— WRITTEN REQUEST —
Rewrite the lines of each item, switching every "pointer" to "locator" and changing nothing else. Leave out the pictures.

[Source data]
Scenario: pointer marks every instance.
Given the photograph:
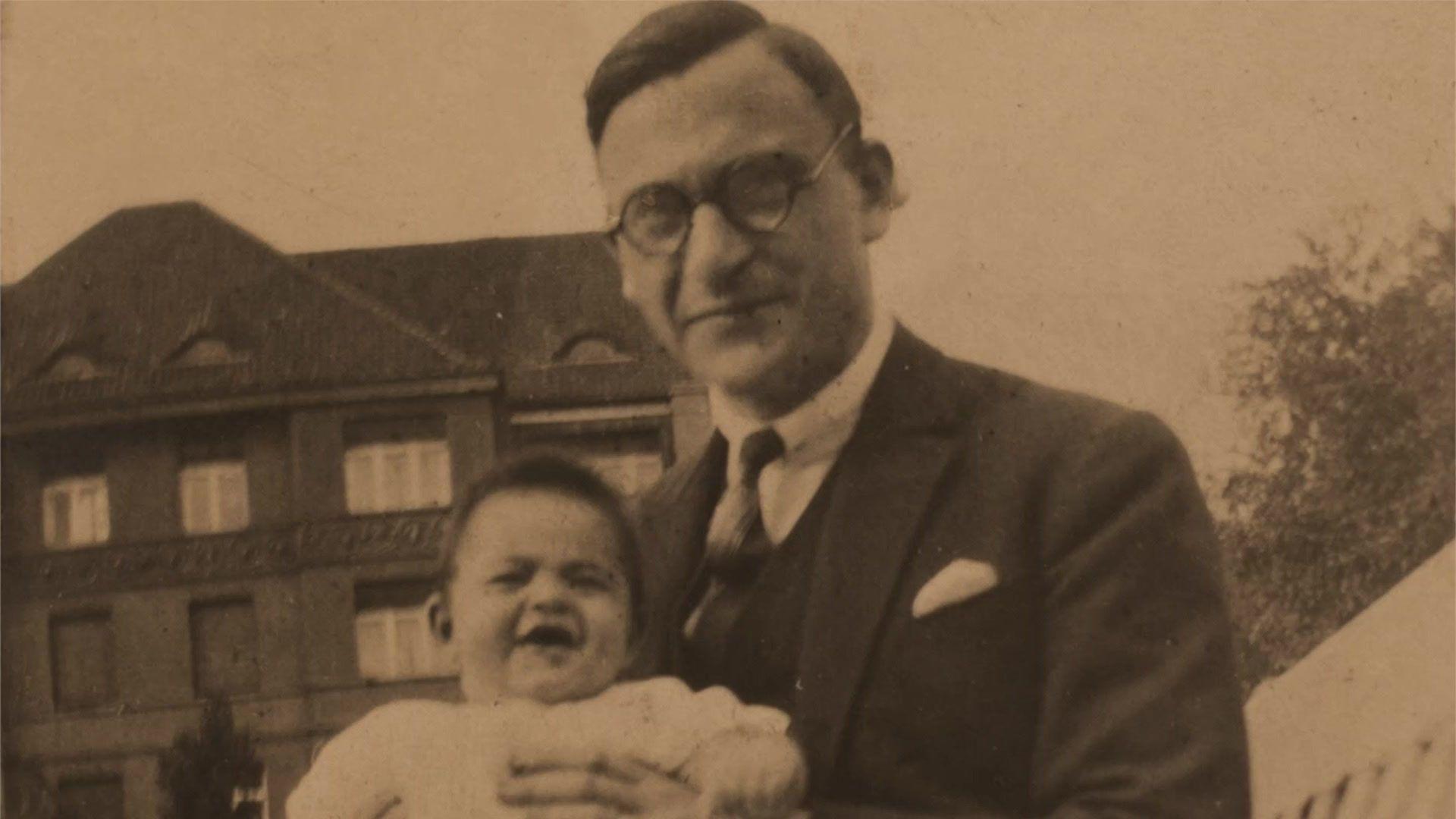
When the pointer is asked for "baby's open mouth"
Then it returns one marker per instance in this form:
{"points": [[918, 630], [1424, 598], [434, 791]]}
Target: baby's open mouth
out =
{"points": [[548, 635]]}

— SOLUTION FOR THIS PROBLEM —
Scenario: locator marks every instance.
Given the photograph:
When the locator is asked for "baby's open mouth"
Then it returns one marker per instance in this form:
{"points": [[918, 630], [1424, 598], [434, 791]]}
Target: baby's open mouth
out =
{"points": [[548, 635]]}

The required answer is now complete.